List every line in the records below that contains the word "stage", copying each line in full.
::::::::
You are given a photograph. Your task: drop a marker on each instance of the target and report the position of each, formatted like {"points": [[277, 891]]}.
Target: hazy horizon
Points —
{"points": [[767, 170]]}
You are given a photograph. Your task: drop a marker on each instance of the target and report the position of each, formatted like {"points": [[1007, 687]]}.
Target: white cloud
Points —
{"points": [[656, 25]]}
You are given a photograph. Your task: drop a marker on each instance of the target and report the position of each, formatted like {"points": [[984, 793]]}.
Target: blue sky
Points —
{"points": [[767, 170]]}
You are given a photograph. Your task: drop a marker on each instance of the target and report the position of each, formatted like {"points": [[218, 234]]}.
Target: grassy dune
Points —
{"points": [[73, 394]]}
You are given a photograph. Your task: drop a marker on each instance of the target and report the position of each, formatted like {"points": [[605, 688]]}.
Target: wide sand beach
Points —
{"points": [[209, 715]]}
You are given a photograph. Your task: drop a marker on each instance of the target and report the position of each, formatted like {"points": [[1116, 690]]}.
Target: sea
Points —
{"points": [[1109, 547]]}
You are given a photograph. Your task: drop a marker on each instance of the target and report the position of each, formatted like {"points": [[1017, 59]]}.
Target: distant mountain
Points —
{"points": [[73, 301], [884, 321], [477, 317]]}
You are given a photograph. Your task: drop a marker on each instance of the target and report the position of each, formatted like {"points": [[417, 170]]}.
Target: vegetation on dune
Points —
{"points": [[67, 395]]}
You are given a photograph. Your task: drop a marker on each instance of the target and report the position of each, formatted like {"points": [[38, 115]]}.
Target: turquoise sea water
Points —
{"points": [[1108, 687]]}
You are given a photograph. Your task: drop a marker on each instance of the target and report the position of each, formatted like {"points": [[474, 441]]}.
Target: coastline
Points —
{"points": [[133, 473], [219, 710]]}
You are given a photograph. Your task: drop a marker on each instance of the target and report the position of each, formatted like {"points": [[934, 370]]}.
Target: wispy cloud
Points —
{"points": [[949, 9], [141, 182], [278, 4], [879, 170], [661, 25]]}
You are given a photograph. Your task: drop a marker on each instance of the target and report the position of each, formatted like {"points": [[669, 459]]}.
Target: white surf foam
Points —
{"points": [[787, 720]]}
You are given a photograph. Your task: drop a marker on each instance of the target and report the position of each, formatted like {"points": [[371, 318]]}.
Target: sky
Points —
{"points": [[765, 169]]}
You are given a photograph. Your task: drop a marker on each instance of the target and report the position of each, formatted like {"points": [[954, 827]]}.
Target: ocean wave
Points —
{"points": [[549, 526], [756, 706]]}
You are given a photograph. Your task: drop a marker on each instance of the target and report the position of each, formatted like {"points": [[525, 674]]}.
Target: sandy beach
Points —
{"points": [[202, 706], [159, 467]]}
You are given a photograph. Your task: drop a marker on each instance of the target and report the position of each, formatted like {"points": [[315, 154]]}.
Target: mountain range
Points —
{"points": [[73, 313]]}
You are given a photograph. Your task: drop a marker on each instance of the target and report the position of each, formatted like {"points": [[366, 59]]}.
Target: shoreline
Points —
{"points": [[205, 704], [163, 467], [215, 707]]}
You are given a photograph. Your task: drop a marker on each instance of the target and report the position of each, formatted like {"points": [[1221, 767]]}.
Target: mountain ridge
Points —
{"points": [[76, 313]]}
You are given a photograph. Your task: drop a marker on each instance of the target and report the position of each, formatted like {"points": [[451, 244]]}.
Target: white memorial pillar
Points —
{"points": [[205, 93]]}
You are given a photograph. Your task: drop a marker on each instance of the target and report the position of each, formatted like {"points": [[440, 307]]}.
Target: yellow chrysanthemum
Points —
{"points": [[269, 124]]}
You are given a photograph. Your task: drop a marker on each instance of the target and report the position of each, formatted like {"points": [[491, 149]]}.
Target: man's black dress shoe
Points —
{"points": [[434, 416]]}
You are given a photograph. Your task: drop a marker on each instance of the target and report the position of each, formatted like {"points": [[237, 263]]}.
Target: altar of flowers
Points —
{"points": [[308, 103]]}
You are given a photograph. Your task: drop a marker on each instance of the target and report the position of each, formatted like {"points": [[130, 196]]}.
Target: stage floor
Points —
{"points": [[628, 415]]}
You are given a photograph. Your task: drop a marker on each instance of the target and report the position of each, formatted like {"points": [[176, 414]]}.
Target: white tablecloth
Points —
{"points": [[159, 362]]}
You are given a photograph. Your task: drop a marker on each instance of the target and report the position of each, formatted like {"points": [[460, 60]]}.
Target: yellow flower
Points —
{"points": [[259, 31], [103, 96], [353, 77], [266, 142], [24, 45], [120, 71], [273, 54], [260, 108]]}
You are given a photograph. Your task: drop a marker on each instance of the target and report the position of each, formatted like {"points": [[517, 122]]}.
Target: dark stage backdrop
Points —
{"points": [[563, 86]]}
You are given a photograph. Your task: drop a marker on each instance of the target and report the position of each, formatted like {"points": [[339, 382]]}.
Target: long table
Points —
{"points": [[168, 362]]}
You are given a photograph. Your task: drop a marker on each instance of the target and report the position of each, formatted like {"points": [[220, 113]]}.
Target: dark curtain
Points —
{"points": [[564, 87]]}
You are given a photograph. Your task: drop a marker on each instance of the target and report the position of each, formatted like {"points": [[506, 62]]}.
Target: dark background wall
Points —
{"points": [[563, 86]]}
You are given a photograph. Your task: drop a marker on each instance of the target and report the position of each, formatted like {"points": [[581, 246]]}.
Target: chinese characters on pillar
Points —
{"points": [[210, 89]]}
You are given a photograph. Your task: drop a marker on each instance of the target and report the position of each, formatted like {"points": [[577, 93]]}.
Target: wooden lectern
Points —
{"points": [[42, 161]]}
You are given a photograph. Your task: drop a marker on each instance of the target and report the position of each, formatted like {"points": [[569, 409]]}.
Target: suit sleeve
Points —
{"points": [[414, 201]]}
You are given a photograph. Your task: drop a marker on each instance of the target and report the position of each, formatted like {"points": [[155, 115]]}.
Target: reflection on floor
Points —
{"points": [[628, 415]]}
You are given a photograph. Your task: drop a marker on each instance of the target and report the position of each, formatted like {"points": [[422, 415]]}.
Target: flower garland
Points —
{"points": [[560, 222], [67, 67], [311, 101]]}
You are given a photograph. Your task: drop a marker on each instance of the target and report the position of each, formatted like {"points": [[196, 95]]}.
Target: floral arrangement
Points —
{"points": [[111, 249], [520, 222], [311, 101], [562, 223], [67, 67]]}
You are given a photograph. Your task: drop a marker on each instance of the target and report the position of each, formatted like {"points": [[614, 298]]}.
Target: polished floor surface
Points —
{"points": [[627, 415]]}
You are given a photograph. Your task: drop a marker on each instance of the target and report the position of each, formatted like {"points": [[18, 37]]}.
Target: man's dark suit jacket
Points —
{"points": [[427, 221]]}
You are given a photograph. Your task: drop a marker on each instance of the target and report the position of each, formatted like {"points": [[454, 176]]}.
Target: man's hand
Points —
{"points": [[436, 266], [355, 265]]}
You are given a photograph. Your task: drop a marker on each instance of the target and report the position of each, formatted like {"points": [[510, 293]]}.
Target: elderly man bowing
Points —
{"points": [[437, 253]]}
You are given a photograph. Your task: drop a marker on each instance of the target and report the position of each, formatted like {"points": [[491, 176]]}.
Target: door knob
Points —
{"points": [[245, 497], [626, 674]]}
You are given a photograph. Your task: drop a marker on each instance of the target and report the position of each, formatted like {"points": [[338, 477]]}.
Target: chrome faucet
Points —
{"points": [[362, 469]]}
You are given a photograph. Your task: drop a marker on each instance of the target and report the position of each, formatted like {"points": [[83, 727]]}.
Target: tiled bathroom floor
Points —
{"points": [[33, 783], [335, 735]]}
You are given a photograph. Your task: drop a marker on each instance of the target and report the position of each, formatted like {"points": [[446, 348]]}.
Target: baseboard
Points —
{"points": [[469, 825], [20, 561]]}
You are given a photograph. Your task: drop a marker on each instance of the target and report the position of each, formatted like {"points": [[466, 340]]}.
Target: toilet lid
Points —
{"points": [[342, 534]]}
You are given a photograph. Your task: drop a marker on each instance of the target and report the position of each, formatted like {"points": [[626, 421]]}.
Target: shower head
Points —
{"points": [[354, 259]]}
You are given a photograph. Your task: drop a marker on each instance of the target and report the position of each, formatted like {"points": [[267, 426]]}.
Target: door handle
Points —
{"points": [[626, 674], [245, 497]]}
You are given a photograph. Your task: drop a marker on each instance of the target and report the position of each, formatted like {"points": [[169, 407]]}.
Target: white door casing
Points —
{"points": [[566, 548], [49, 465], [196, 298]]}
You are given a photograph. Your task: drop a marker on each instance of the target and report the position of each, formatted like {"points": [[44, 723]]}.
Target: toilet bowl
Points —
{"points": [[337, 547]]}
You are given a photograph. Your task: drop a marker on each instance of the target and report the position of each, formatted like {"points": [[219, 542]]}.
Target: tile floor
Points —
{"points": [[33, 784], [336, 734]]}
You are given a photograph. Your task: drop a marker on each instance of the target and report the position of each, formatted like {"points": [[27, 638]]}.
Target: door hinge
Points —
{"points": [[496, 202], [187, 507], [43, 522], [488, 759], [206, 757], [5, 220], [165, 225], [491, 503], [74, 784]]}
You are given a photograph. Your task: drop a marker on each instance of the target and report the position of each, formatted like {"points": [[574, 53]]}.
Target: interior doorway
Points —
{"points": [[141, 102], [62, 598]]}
::::::::
CORRECT ANSWER.
Target: stage floor
Target: dark stage backdrop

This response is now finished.